**Reading text**
So last week, I learned how to make marbled mugs for an adult programming craft at my public library. The reason I wanted to make this post is because this was my very first time volunteering to attend a program for a craft. Now I've never really been comfortable doing arts and crafts or DIY stuff because I'm just not good at them. Even when I watch videos, read instructions and practice, I usually still need guidance or help from people. And my confidence has suffered tremendously because I'm not as self-reliant as I wish to be. 

I'm not saying that I'm handicapped or can't do anything by myself. I can do basic things like brushing my teeth and hair, bathe, put on clothes, make a sandwich, drive a car, but I've always just needed some assistance with other things. It's just how my brain is wired and I simply learn best when combining all learning models with help and guidance from people, at my own pace with needed practice and encouragement. That's how God made me. 

Anywho, I usually don't enjoy doing arts and crafts as much as I probably should because I work in the Teen Department at the main library where I'm forced to come up with and coordinate or lead a teen program like an activity or craft. I was never informed that it was part of the job when I applied otherwise I probably wouldn't have signed up. I'm more comfortable with just helping teens or adults find a book or recommending a title. And share resources. However, I never had a say in participating in teen activities and I still don't have a say lol so I try to be positive and grit through it. That's all anyone can do when they're stuck in a situation they can't control whether it's at a workplace or just life in general. 

I've had this job for 2 years now and I really enjoy it for the most part. Plus, I've prayed for this job so despite some of the drudgery involved, I try to give thanks to the Lord for leading me there. I actually requested a transfer to another floor at the library and worked there for a while until suddenly, I was moved back in Teens and I'm stuck there permanently until further notice. As strange as it was, I can't help but think that God has a reason for me to stay in Teens right now. And that reason is to maybe refine me and develop my character and make it stronger. 

All my life, I ran from problems and difficulties because of my troubled and distressing experiences. Anytime I was faced with a risk of failure at trying new things or making a mistake again and again, I ran and hid as much as possible. I couldn't handle the insurmountable feeling of inadequacy, inferiority, and insecurities I was burdened with. So I stifled it to avoid being the brunt of someone's anger and frustration with me. And anytime I needed help, it was a reminder of my limitations and confidence issues I suffered from. Like looking into a mirror and seeing myself in ways I didn't want to see. Wide open.

**Data**

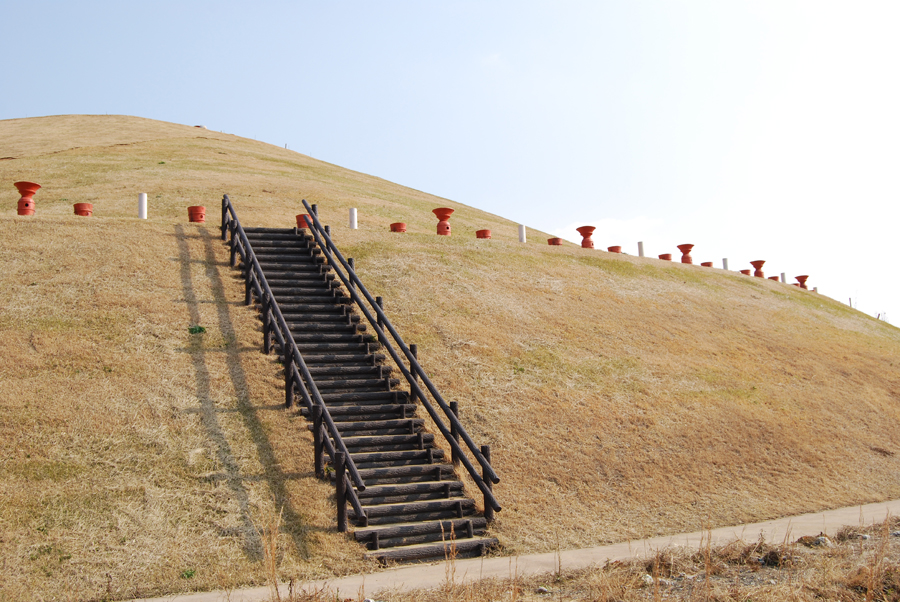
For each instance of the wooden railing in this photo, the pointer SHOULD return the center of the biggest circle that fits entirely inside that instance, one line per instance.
(296, 374)
(374, 313)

**Written instruction**
Write out the part of the marbled mug post from "All my life, I" to "see. Wide open." word for word. The listing has nothing to do with the blog post about learning to make marbled mugs.

**Exercise response**
All my life, I ran from problems and difficulties because of my troubled and distressing experiences. Anytime I was faced with a risk of failure at trying new things or making a mistake again and again, I ran and hid as much as possible. I couldn't handle the insurmountable feeling of inadequacy, inferiority, and insecurities I was burdened with. So I stifled it to avoid being the brunt of someone's anger and frustration with me. And anytime I needed help, it was a reminder of my limitations and confidence issues I suffered from. Like looking into a mirror and seeing myself in ways I didn't want to see. Wide open.